- [WHAT YOU NEED TO DO]
Every entry must be copied word for word.

[start MATERIALS PROVIDED]

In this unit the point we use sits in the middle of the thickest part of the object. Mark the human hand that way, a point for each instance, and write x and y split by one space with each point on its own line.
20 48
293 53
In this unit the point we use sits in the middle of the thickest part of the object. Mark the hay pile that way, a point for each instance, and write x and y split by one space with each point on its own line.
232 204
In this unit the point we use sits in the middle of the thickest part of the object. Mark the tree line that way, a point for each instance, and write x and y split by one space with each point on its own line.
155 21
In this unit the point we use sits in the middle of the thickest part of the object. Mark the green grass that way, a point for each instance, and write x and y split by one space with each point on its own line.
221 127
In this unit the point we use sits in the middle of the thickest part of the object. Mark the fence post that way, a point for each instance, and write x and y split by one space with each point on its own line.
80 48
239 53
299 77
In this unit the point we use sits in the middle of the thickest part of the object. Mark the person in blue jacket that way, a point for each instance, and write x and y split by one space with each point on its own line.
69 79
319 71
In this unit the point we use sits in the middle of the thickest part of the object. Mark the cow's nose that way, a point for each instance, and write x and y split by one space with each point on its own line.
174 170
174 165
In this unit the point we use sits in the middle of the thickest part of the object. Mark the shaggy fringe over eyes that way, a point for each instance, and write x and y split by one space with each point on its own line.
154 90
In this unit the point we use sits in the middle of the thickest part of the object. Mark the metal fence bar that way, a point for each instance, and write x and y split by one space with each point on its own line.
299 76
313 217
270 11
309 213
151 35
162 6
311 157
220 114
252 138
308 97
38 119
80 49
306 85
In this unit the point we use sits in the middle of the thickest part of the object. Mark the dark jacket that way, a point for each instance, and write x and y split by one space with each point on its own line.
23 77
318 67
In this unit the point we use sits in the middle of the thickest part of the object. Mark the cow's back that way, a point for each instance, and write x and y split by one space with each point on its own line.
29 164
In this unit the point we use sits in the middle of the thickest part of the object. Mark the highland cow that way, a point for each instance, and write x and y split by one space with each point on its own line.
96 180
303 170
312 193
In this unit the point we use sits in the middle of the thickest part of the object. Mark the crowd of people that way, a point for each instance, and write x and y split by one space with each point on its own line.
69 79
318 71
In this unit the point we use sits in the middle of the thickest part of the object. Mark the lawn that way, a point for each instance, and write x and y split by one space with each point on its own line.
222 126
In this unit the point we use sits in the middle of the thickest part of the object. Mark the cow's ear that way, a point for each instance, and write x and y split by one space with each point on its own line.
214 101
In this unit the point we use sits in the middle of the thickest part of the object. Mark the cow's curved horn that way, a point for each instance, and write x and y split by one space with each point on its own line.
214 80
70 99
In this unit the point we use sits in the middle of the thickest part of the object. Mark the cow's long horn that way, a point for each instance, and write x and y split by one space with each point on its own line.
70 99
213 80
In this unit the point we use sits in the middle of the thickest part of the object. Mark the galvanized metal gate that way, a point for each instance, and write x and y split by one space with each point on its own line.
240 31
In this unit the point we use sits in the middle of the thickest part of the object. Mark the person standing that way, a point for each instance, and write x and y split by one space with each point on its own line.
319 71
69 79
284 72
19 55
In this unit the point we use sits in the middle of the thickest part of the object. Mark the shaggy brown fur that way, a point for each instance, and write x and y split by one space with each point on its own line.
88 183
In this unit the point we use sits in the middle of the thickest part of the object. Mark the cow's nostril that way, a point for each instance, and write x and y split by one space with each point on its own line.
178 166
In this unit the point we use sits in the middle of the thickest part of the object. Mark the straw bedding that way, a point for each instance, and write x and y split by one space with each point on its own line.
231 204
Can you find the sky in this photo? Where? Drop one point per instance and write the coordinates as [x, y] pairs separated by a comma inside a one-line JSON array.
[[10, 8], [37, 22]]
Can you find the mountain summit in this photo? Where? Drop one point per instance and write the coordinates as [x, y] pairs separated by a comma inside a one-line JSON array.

[end MATERIALS PROVIDED]

- [ANSWER TO THE PROBLEM]
In this unit the point we use sits in the middle of the thickest part of the object. Mark the human hand that way, a point for each instance, and write x and y split by one space with each point on its own line.
20 48
293 53
In this unit the point we use sits in the middle of the thickest part of the object. Mark the hay pile that way, a point for each instance, and write x and y split by one space with each point on its own line.
232 204
In this unit the point we use sits in the middle of the thickest part of the object. Mark the tree line that way, a point for each instance, and write x and y split by one space with each point on its own line.
155 21
In this unit the point we use sits in the middle of the thickest part of the object. Mark the green grass that way, a point for each instance, and write x and y split by one space with each point on its own line.
221 127
In this unit the point we use sits in the middle of the thickest part of the object. Mark the fence post that way, a point for each instance, and write x and y split by one space with each point on its own line.
80 48
239 53
299 77
In this unit the point we use sits in the middle of the thickest part of the object. Mark the person in blue jacket that way, a point for each instance, and write x and y split by one space with each point on its own line.
69 79
319 71
In this unit the point we use sits in the middle of the thickest part of the object. Mark the cow's nose that way, a point for each instance, and write x and y split by one space with each point on its own line.
174 170
174 165
In this unit the point we use sits in the middle of the thickest part of the object. Mark the shaggy fringe over eyes that way, a point for each instance, and write x and y split by one space with each point on its own line.
154 90
In this unit the point we use sits in the middle of the thickest part of the object. Mark the metal fence bar that way, a point for each instance, and write x and y split by one space with each point on its own line.
299 76
313 217
270 11
309 213
151 35
162 6
311 157
220 114
252 138
308 97
38 119
80 49
306 85
In this unit the point we use sits in the middle of the thickest part of the object. Mark the dark jacket that way, a point for each instance, and write x and y split by one space with each point on its own line.
23 77
318 67
In this unit the point we use sits in the middle of the thickest part of the object. Mark the cow's back that way, a point for each instance, and write x and y split by one space with each point on its own line.
29 164
In this unit the point we use sits in the middle of the thickest part of the object. Mark the highland cow that way, a point for each instance, and write x and y split by one space with each point on its own line.
96 180
303 170
312 193
In this unit the point we use sits in the middle of the thickest part of the object. Mark the crowd of people that way, a point for each instance, and write x and y split by one space with each point on its own line.
69 79
318 71
In this unit the point we use sits in the middle of the thickest part of the object. Mark the lawn that way, a point for each instance, and write x and y split by one space with each point on its own line.
222 126
In this unit the point we use sits in the middle of the thickest part of the object. Mark the cow's ear that way, a point for each instance, and write x and y split by one space with each point on its own line.
214 101
In this unit the point we use sits in the middle of the thickest part of the object. Mark the cow's curved horn that way, a point for each instance, and write x and y split by one space with each point on its own line.
214 80
70 99
In this unit the point we use sits in the middle of the thickest part of the object. Mark the cow's long horn that way, a point for each instance, and write x and y split by one space with each point on its own line.
70 99
213 80
In this unit the point we use sits in the middle of the thickest part of the object. Mark the galvanized metal gate that way, a point for each instance, and write x and y split by one space with each point on its own line.
240 31
In this unit the point we use sits in the middle of the thickest part of the object. Mark the person standing that way, a point for each instance, and write x and y split by one space with each point on its own line.
319 71
69 79
284 72
19 55
In this unit the point we use sits in the middle of the thickest part of the object. Mark the shaggy brown fur that way, a point for each instance, and write x and y split by one space with each point on its own line.
88 183
In this unit the point we use sits in the middle of the thickest part of the object. Mark the cow's nostril that way, a point for each instance, and write x and y split by one space with each point on its own line.
178 166
In this unit the point we use sits in the middle of the thickest part of the object. Mark the straw bedding that way, a point for each instance, and write x and y split by one space with each point on its own line.
231 204
Can you find the sky in this photo? Where? Drop one point per instance and write the coordinates as [x, y] pairs separated by a comma inside a one-line JSON array.
[[10, 8], [37, 22]]
Can you find the mountain summit in this photo? Where? Drop one point per instance and write the coordinates as [x, y] pairs separated by a comma inside a one-line JSON array.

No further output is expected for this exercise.